─── BRANO DI TESTO ───

Il campione del giornalismo di inchiesta, poi, Il Fatto quotidiano, se ne esce con un articolo a firma di Salvatore Cannavò (ex deputato di Rifondazione comunista e vice direttore di quel che fu il suo quotidiano, Liberazione), che è una summa di idiozie e di retroscena fantasmagorici fondati sul “sentito dire”. “Da oggi si guadagna” recita il titolo, come se l’ipotesi di non dipendere più dagli affidamenti diretti da parte degli assessori e della politica fosse lo scenario peggiore. Remember Coop 29 giugno? Caro Cannavò il problema non è se l’impresa sociale si muoverà con più autonomia e indipendenza sul mercato dei beni e servizi pubblici (acqua, trasporti, beni culturali, turismo, ect), il problema è semmai se l’impresa sociale continuerà ad essere lo strumento di una brutale esternalizzazione da parte dell’ente pubblico delle funzioni del welfare. Che si guadagni è un bene se non si vuole un non profit schiavo della politica e del malaffare. Cito un passaggio a testimonianza della confusione mentale di Cannavò. Scrive “La torta è di circa 175 miliardi, corrispondenti alla spesa sociale non coperta da assistenza pubblica che potrebbe essere drenata nel giro di otto anni dalle nuove imprese sociali”. Caro Cannavò ma se oggi ammonta a 175 miliardi la spesa privata per l’asssistenza, non si è mai chiesto chi ci sta lucrando e chi ci lucrerà? Magari De Benedetti oppure i gruppi for profit con i canini lunghi lunghi. A lei va bene così? Va bene la privatizzazione del welfare a beneficio dei soliti noti? Non crede sia interessante, certo per chi vuole cambiare pezzi di economia e non si accontenti di prediche e prefiche, promuovere un vero mercato sociale in questi settori?

─── MATERIALE FORNITO ───

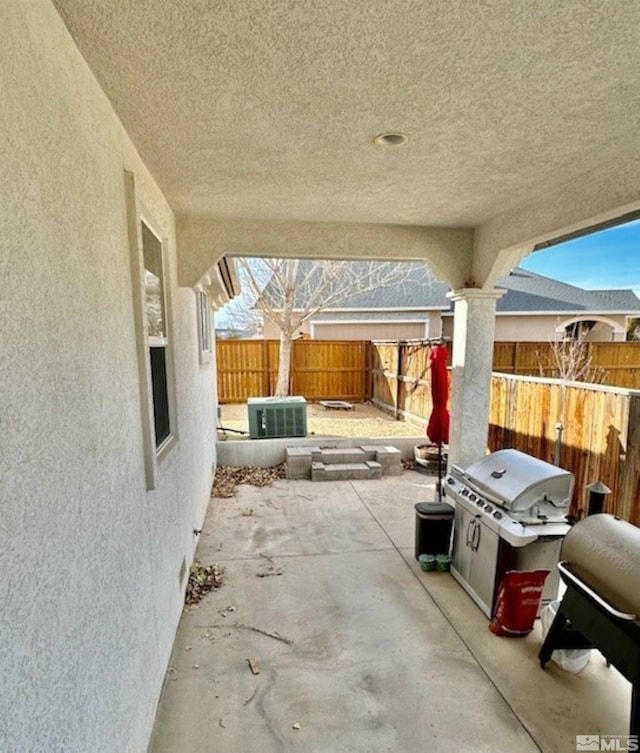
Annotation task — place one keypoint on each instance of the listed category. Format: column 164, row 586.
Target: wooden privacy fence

───

## IL TUO COMPITO
Nel brano di testo, che titolo porta l'articolo di Salvatore Cannavò uscito sul Fatto quotidiano?

## COMPITO SVOLTO
«Da oggi si guadagna».